RECORDS TO USE>
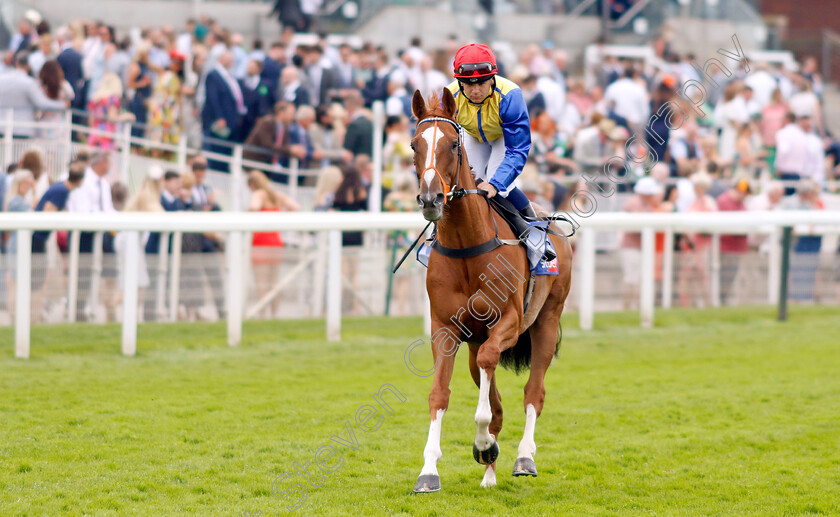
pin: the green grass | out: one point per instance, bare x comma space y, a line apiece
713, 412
* * *
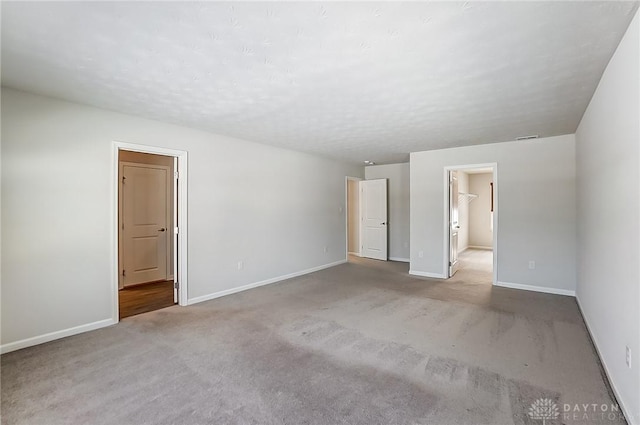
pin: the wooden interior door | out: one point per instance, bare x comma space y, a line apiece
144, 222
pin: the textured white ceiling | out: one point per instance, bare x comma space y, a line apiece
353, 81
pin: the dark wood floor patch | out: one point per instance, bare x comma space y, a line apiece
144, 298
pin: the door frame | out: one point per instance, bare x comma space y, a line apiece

WHAT IS ASKED> Count the lines in the material above that contain the string "point", where case matters. Reply with the number alone.

REPLY TO THE TASK> 5